What the exercise asks
Your task is to transcribe the data in full.

Records supplied
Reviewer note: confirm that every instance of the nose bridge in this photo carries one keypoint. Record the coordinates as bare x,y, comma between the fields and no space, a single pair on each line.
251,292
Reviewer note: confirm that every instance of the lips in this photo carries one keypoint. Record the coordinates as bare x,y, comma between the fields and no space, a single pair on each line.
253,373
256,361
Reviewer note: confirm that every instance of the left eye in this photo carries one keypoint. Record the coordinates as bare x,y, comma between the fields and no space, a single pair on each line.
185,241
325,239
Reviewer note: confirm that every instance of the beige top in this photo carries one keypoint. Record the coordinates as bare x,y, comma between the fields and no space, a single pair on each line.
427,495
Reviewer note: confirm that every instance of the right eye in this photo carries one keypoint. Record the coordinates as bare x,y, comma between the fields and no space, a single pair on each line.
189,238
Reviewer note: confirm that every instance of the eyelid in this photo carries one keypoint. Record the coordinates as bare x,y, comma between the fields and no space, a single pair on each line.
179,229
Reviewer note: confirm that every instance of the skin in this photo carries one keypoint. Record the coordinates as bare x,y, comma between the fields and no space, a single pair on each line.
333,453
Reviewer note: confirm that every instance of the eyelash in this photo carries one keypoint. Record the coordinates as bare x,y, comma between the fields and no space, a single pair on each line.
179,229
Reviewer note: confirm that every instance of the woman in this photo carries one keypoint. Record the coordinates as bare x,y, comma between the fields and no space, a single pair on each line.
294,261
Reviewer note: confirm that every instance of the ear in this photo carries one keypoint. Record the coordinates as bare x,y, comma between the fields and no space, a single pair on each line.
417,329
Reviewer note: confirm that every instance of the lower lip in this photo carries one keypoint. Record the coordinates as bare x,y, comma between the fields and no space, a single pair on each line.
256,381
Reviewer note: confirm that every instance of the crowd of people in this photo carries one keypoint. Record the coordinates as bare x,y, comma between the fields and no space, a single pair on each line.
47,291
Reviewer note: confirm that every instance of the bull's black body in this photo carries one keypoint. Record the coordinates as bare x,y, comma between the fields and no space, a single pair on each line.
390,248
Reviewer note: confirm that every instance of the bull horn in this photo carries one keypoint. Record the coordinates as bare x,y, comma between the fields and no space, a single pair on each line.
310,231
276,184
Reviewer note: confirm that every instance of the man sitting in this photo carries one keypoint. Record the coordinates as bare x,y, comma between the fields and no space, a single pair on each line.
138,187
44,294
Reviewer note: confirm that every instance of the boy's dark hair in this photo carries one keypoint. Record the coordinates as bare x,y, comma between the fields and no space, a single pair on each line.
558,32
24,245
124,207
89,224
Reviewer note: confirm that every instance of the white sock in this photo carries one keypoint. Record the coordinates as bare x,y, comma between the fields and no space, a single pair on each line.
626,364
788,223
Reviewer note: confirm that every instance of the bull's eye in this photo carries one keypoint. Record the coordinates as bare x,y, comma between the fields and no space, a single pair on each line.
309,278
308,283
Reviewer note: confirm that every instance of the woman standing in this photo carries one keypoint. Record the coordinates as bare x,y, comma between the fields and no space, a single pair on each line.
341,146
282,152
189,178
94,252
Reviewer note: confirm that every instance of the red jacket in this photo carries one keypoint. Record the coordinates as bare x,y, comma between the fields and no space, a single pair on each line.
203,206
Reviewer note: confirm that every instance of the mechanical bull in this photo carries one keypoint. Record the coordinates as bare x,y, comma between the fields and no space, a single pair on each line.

Output below
Reviewer note: confirm that every instance of the nose bridge in this photo carries one keypoint. Record the coordinates as bare x,y, comma between the fields and no space, a single pair on each line.
251,292
Reviewer note: confirm that every instance of the lips in this photo carries one keypoint. Record the coordinates as bare x,y, comma between the fields and no space, a single pair on each line.
253,373
256,361
Reviewer note: confirm that every instance of the left eye in this photo carries one keypoint. Record the coordinates as bare x,y, comma between the fields and no space, a single pair on each line.
185,241
325,239
Reviewer note: confirm that every instance of the beige top in this photo carries one keypoint. Record the coordinates as bare x,y, comma between the fields and no space, a single pair on each line.
427,495
Reviewer note: confirm that every instance of the right eye in this photo carries one keypoint. Record the coordinates as bare x,y, comma between the fields and no space, a single pair on each line.
189,238
Reviewer note: confirm that every instance of the eyelid in this photo carries one keypoint. Record the coordinates as bare x,y, comma between the fields and no space, a single pair on each line.
179,229
Reviewer note: confirm that every instance of the skin in this photo carries one keypoint. Record the coordinates as bare x,y, comma between the fields and no space, a single pair on each line.
333,453
Reviewer note: confirm that every instance of the eyelash in this photo carries one keypoint. Record the coordinates as bare x,y, comma between the fields and no space, a single pair on each line.
179,229
Reviewer note: confirm that every instance of the woman in this photo carries one keypoint. Record the coordinates as bare x,y, comma between the fields and no space, a single pair on each line.
294,261
Reviewer note: confirm that every instance of the ear in this photo carries one keypoint. Record the coordinates as bare x,y, comma between the fields and no space, a single pair on each line.
417,329
Reviewer note: confirm that every instance of the lower lip in this photo carries one keypoint. Record the coordinates as bare x,y, comma between the fields and no space, a single pair on each line.
256,381
Reviewer note: confirm that every instance of the crowd of people in this photo carries one keypoint. Record the coordinates as bare x,y, comma between the fields and no space, a single pair on each line.
47,291
Reviewer note: confirm that every instance of the bull's black body in this photo carries one keypoint. Record the coordinates as bare x,y, comma between the fields and no space, a single pair on each line.
390,248
Reviewer note: confirm that every instance of the bull horn in this photo carries one keypoint. Record the coordinates as bare x,y, comma between the fields and no space, a single pair on each line.
310,231
276,184
Reviewer note: confirm that every instance of the man sitting in this photo carries one keypoint. Record the coordinates as bare x,y, comma between the fields and no space, a single pair on each line.
138,187
44,294
Reviewer note: confirm that every instance of the boy's dark hair in this photo carries one keypoint. Record the coordinates as bare x,y, comma between the fields and no space, a single pair on each line.
558,32
24,245
124,207
89,224
Reviewer note: confirm that every instance of the white sock in this photo carries one keypoint. Record the coordinates as bare x,y, comma between the fields and no space, a single pair on each line.
626,364
788,223
Reviewer note: confirm that every instance of the bull's eye in this photo carries one keypoint. Record the coordinates as bare x,y, comma between the fields and no space, a single pair on each line.
309,278
308,283
Reviewer note: confirm that every instance of the woman standing in this photo carries one keypoint. Record the coordinates as bare x,y, comma between the fields and no space, a single pair on each line.
341,146
282,152
189,178
94,252
Reviewer note: confirm that every instance of the red jacket in this photo carries one keypoint. Record the coordinates as bare x,y, comma between the fields and no space, a single pair on each line.
203,206
Reviewer note: confirm that every instance of the mechanical bull in this photo carries one keypoint. Record the coordinates as bare x,y, comma between the fields and no space, a single pair on each line.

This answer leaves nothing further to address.